■ **ACTIVITY**
From the listing below, copy only the lines running from the line that contains "Expected output: a single point for each instance of the wing" to the line that contains "Expected output: a single point for each instance of the upper", both included.

===== INPUT RECORDS

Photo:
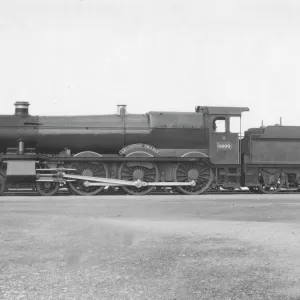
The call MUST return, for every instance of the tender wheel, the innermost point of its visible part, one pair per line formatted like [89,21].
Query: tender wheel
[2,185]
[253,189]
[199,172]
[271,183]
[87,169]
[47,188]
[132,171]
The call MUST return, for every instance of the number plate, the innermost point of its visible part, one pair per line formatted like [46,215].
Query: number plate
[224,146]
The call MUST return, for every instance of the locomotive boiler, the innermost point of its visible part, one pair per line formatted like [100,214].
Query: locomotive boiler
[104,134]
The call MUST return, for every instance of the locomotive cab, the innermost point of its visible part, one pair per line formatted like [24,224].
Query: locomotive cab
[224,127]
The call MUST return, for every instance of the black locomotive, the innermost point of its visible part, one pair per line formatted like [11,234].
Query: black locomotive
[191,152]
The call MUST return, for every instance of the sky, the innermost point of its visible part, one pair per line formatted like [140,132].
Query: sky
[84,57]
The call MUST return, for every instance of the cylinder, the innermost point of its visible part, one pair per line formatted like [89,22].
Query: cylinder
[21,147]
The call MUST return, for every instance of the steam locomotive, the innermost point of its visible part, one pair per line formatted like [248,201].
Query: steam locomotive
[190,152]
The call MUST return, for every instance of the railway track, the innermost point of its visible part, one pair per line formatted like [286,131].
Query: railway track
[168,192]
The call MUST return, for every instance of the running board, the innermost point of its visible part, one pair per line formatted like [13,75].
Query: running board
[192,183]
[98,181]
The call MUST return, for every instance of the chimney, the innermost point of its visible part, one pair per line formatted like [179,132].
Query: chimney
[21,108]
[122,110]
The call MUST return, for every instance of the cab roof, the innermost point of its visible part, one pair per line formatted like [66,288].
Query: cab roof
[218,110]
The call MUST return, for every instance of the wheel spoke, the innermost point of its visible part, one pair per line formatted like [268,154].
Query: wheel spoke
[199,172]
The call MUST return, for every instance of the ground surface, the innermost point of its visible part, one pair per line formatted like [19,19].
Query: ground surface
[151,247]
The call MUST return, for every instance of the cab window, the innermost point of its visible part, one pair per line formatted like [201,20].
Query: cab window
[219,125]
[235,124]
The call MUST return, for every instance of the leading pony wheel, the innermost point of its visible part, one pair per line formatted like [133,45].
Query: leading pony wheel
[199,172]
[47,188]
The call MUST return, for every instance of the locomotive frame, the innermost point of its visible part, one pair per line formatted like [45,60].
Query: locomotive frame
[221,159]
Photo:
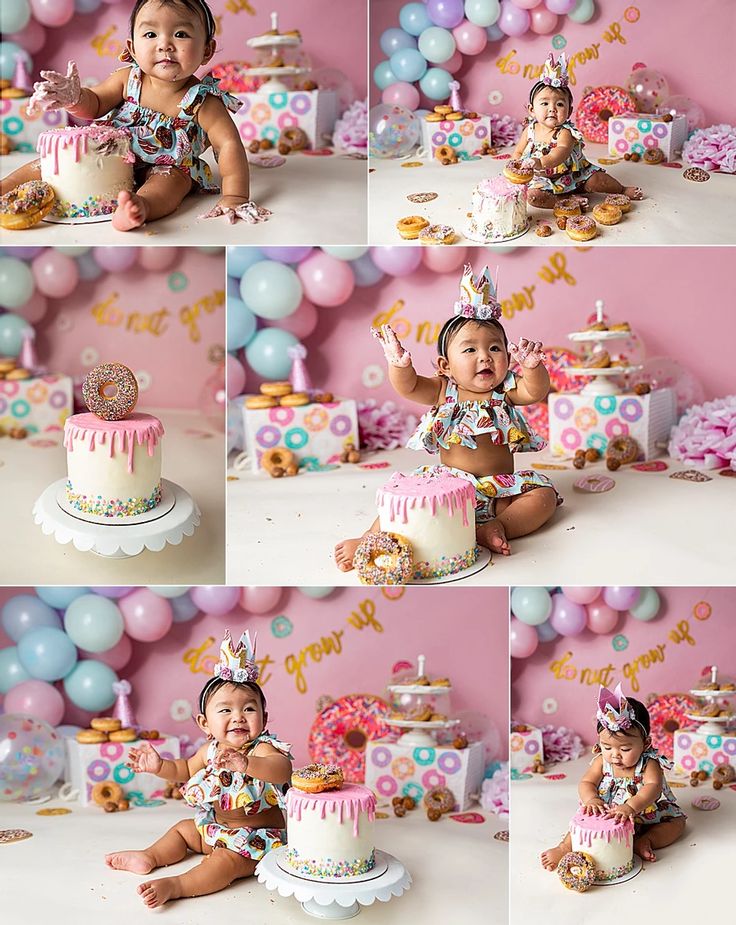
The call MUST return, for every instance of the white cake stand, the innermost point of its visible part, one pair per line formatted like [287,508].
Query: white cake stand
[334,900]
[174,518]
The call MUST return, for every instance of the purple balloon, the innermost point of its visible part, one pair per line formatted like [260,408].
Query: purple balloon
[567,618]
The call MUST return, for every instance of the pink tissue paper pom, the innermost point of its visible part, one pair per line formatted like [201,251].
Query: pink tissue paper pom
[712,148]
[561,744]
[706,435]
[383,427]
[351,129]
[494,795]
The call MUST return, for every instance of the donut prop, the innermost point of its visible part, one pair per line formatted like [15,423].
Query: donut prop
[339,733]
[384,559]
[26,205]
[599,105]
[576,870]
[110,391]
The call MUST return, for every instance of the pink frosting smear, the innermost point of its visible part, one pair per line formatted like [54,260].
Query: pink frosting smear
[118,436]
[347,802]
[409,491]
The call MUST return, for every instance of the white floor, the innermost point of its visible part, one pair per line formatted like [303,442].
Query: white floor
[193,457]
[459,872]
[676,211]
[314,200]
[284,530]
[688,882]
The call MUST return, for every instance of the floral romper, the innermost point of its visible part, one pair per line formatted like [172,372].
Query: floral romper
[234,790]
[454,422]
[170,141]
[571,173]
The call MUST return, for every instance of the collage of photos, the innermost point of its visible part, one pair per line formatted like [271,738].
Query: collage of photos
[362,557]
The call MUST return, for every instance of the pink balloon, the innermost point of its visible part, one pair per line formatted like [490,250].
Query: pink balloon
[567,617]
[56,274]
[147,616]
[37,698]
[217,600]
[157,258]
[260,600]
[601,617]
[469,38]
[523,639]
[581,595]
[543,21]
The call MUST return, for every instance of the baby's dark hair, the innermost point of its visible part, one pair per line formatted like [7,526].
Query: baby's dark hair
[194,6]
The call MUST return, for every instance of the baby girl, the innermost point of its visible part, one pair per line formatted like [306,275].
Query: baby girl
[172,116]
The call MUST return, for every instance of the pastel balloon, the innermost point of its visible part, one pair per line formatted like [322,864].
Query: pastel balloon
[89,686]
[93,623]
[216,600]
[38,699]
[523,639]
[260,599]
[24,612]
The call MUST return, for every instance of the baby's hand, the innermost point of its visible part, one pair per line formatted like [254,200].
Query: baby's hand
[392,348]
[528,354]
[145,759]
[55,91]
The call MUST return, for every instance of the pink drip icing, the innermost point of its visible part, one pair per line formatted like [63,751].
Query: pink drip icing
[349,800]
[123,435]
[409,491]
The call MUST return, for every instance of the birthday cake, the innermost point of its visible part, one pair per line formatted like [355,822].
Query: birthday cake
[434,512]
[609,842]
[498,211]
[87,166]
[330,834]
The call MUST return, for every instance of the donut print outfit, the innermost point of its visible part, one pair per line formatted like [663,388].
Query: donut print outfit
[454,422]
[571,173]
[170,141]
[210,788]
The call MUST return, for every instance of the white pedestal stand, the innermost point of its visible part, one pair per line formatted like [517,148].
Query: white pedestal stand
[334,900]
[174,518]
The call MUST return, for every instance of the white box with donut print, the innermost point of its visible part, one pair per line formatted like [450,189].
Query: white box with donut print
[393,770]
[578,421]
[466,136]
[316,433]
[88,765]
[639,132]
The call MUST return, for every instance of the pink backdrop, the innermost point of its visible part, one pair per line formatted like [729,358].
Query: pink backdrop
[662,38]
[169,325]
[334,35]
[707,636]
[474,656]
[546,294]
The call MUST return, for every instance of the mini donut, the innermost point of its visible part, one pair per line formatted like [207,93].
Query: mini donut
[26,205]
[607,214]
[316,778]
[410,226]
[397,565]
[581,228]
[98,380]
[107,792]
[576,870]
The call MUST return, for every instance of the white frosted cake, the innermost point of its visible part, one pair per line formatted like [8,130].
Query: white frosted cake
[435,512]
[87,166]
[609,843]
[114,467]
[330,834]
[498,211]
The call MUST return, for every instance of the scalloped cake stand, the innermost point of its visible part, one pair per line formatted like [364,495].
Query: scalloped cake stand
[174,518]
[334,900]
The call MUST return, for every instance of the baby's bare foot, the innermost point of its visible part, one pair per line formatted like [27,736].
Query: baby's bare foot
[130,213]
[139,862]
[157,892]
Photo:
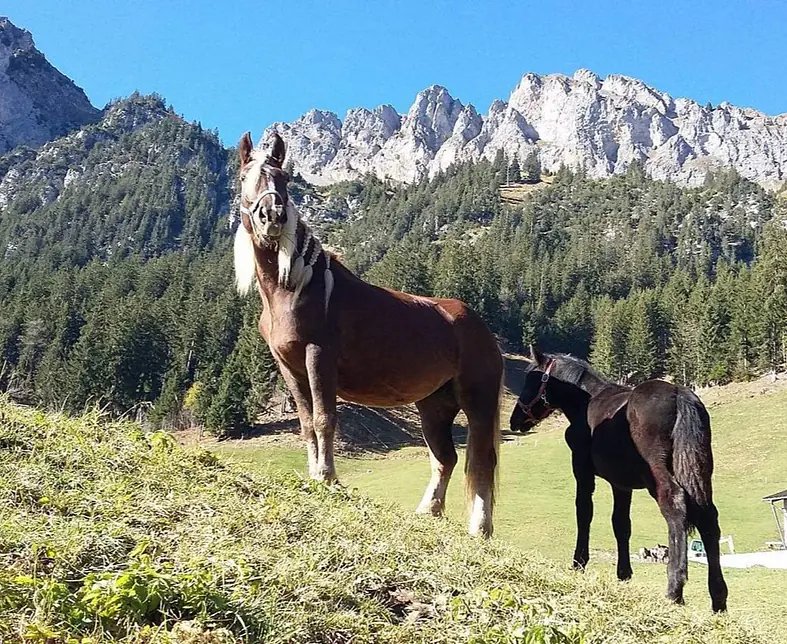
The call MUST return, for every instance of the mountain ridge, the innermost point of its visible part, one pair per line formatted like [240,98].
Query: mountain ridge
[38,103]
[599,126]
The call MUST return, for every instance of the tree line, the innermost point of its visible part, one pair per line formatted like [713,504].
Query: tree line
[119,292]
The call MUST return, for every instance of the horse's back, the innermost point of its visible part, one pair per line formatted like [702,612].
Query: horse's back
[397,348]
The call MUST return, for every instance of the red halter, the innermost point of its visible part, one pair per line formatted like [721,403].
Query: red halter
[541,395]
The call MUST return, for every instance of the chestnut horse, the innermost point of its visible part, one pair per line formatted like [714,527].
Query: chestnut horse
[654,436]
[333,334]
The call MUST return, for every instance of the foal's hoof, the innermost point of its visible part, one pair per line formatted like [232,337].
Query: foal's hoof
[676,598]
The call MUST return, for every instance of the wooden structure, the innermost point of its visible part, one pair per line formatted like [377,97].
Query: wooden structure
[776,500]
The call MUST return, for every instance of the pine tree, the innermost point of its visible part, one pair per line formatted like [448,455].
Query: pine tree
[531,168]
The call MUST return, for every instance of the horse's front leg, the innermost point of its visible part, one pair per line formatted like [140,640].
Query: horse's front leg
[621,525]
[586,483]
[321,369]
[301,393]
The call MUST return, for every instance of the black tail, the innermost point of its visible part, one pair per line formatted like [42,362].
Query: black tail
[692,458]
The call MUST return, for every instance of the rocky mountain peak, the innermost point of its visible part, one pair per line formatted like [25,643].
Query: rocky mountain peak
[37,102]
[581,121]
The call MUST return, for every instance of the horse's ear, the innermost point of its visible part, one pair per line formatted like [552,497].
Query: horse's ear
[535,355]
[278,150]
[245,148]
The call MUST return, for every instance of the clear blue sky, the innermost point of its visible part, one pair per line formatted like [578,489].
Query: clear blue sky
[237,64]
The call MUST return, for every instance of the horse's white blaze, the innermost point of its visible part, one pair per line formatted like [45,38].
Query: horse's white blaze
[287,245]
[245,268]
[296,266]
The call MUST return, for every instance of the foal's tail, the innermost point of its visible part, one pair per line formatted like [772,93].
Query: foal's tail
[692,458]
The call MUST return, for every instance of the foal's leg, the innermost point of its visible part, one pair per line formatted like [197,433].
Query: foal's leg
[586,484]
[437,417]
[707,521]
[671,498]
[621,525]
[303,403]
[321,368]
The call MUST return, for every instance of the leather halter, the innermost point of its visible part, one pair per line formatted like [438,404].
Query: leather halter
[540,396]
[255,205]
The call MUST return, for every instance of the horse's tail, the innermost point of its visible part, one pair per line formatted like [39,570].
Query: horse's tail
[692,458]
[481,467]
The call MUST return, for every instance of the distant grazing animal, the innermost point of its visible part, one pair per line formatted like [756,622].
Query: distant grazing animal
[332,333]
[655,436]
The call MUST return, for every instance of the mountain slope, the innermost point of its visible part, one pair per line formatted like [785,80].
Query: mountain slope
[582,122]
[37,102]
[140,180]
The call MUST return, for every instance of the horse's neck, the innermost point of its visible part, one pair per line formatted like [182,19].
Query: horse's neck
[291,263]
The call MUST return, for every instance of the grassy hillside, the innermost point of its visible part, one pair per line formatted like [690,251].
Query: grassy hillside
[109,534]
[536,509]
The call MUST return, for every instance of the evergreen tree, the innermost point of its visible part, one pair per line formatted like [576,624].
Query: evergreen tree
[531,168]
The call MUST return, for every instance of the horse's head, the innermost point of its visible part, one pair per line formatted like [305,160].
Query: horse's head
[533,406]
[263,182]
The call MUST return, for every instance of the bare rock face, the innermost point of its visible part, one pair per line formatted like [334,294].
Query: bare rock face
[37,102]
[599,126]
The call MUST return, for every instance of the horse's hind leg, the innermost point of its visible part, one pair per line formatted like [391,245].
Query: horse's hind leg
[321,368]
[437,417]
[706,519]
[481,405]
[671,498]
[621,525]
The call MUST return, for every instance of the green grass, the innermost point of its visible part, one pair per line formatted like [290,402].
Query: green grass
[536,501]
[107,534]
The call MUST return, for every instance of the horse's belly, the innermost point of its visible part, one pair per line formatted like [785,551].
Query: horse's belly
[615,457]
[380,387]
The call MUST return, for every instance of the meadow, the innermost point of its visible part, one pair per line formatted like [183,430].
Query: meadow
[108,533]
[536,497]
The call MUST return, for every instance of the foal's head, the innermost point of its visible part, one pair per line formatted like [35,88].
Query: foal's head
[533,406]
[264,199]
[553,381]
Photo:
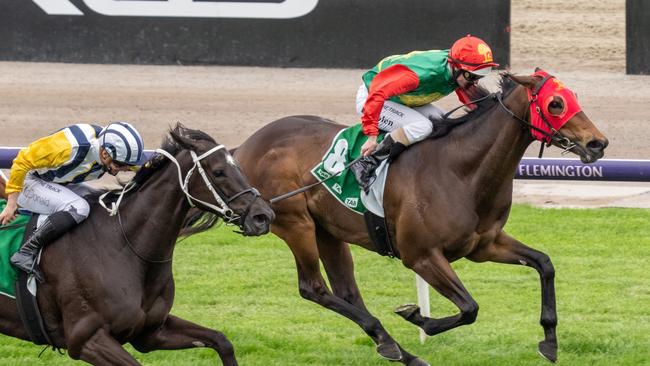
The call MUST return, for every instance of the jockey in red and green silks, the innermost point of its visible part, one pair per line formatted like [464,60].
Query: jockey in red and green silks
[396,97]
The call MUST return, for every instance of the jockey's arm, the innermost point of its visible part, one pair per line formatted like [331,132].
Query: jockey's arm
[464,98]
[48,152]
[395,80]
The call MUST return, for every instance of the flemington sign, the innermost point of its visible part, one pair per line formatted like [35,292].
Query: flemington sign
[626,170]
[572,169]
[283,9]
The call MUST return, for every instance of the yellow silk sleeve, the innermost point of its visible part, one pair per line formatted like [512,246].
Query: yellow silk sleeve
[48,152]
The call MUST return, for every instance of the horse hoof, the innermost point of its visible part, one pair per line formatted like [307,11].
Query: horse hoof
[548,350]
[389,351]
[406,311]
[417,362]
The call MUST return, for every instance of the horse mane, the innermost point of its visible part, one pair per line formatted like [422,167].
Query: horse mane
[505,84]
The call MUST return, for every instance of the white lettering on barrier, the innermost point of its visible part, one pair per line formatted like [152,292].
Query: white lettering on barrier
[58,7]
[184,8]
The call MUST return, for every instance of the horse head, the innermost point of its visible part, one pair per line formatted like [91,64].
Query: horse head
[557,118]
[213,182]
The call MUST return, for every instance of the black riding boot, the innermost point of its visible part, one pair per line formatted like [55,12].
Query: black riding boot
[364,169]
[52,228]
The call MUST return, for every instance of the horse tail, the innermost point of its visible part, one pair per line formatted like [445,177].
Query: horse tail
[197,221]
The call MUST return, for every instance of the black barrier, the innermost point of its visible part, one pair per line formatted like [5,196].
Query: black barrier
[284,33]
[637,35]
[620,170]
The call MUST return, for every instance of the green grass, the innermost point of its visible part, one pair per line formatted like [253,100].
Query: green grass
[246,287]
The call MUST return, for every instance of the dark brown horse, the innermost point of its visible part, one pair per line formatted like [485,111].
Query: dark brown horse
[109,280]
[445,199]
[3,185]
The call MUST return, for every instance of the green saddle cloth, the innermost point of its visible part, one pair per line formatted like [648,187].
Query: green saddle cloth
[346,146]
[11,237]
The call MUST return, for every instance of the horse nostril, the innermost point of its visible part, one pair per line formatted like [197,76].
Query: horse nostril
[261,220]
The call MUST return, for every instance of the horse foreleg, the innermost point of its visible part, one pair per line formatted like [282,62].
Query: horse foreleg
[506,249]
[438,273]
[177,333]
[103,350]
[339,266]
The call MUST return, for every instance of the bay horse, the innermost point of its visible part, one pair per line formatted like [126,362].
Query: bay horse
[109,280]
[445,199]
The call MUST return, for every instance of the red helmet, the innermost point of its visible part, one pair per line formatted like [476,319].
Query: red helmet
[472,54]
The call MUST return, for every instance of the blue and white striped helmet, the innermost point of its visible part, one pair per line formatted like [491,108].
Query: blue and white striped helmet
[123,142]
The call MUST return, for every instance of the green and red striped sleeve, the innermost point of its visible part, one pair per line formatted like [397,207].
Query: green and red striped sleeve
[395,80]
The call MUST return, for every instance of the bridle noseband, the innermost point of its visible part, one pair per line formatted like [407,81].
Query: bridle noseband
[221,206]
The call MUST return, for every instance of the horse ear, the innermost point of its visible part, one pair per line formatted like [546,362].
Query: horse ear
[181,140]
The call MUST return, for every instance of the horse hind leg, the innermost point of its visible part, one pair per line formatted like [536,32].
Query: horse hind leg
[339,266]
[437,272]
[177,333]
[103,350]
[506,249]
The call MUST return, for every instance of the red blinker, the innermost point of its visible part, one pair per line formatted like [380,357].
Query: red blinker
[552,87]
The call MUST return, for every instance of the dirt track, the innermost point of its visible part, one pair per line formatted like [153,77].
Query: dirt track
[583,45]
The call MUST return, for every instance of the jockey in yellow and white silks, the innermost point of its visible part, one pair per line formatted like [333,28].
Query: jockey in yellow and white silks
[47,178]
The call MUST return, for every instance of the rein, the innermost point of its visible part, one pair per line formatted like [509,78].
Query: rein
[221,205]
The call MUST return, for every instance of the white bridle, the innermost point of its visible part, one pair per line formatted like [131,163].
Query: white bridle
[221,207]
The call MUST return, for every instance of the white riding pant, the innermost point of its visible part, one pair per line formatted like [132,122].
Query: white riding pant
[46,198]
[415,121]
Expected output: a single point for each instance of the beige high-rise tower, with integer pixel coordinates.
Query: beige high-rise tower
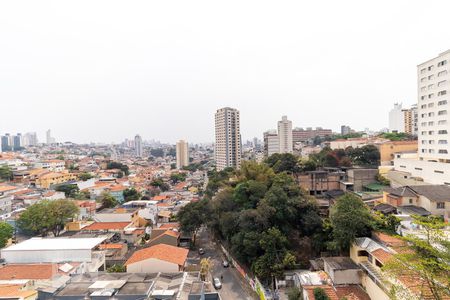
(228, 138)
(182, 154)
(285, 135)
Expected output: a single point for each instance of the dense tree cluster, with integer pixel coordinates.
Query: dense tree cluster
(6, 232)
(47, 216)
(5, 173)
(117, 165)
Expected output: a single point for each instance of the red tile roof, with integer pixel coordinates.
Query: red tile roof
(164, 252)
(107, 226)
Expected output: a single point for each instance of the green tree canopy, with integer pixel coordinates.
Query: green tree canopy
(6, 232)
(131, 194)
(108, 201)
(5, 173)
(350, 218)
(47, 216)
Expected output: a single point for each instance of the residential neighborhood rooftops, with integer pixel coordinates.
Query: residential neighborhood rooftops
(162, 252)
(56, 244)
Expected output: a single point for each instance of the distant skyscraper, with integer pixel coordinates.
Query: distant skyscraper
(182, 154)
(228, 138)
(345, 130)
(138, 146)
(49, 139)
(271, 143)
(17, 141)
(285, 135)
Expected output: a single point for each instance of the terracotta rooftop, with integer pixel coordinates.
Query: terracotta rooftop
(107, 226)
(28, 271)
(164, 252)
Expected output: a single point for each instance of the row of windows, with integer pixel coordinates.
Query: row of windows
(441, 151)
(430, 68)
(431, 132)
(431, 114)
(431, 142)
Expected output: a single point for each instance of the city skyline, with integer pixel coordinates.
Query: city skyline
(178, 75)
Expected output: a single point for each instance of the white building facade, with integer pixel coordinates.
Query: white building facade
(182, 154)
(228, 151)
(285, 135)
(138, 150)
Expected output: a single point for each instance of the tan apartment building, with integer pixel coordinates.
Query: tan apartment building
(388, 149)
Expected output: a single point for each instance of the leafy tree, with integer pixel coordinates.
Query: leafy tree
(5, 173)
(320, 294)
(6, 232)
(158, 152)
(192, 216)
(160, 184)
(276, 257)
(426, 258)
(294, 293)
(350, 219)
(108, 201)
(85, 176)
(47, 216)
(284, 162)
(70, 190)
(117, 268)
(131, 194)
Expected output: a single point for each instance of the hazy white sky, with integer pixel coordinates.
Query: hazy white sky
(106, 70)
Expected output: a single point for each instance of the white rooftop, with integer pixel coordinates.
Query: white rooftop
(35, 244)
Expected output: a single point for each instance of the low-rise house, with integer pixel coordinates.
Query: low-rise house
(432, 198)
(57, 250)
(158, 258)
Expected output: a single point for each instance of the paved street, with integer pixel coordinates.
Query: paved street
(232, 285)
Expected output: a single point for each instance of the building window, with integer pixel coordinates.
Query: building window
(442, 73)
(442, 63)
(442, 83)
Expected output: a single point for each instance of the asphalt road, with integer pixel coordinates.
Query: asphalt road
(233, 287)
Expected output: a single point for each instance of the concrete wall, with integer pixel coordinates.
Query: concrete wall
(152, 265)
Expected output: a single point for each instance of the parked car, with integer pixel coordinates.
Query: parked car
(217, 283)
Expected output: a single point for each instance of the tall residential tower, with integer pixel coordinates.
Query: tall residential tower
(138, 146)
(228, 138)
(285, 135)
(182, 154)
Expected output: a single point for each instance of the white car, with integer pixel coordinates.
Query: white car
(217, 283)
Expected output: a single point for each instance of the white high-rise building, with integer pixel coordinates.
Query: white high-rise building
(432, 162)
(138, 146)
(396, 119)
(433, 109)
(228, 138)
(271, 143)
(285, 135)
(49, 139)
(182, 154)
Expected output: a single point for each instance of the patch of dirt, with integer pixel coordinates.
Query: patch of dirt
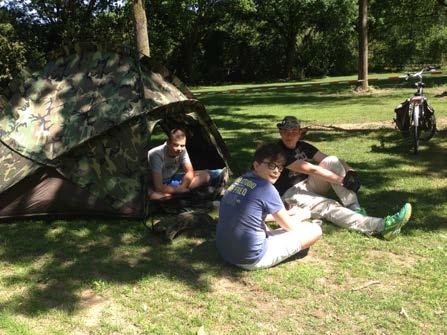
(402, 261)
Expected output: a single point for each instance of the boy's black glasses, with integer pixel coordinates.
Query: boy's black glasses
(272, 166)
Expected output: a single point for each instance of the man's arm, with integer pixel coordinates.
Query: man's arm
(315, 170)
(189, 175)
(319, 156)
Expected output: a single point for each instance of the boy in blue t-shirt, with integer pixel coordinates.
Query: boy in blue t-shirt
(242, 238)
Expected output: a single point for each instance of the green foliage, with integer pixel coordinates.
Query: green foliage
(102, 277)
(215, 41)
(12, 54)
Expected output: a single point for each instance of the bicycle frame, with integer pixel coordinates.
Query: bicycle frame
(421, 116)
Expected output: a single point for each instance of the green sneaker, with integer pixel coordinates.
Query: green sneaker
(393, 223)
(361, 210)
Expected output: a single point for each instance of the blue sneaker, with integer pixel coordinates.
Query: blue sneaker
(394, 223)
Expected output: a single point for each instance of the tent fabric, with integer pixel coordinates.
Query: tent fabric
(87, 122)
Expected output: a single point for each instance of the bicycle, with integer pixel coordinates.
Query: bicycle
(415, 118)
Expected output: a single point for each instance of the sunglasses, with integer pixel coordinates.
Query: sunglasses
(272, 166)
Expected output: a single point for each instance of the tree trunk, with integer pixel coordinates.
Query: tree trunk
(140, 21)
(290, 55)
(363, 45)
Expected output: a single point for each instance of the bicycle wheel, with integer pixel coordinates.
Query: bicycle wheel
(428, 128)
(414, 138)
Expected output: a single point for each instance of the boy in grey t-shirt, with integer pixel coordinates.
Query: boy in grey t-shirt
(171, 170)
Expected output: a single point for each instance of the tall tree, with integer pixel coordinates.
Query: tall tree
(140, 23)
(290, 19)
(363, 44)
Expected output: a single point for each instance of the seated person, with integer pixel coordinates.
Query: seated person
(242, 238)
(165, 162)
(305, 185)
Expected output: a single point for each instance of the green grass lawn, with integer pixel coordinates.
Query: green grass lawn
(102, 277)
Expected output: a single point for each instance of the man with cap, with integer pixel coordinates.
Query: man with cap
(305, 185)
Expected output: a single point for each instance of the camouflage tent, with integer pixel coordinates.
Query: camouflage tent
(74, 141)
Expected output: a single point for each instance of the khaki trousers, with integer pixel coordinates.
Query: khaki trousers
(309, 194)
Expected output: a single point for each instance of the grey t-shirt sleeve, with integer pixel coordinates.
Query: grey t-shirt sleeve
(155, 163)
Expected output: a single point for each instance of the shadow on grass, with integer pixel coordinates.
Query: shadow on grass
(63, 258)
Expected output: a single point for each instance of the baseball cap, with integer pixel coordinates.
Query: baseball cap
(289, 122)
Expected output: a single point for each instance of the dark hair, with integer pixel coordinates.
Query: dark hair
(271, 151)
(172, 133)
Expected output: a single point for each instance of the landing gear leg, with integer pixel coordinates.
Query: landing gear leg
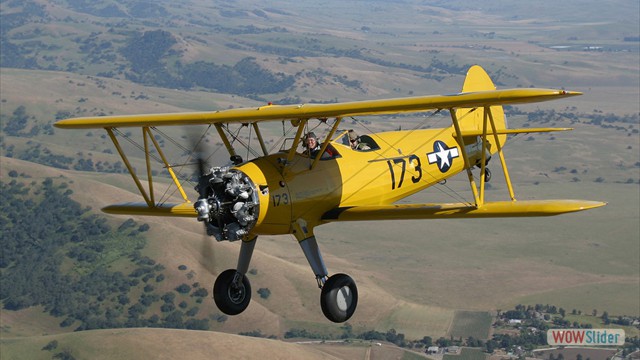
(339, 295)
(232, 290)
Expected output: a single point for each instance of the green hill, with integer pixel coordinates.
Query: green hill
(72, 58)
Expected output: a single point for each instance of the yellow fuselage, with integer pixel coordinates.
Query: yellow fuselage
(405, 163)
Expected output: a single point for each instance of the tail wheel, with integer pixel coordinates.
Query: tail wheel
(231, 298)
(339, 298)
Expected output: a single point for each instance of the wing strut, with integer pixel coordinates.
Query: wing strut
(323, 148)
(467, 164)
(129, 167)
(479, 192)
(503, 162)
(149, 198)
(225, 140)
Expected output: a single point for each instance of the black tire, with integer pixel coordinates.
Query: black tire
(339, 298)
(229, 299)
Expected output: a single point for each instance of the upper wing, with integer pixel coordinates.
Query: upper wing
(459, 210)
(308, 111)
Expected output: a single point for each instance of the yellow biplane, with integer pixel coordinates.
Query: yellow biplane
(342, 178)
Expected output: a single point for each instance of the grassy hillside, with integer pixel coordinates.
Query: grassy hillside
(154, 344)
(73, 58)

==========

■ **THE ANSWER**
Expected output: a single point for each instance of the wing strut, with integer pixel coordinates.
Query: wing strut
(323, 148)
(467, 164)
(129, 167)
(479, 192)
(503, 162)
(149, 198)
(225, 140)
Expected output: a single point for each instance of the black tire, with integer pixel coordinates.
Query: black tire
(339, 298)
(229, 299)
Expected output: a single point for each instance of the upper wing, with integer pixel coordinates.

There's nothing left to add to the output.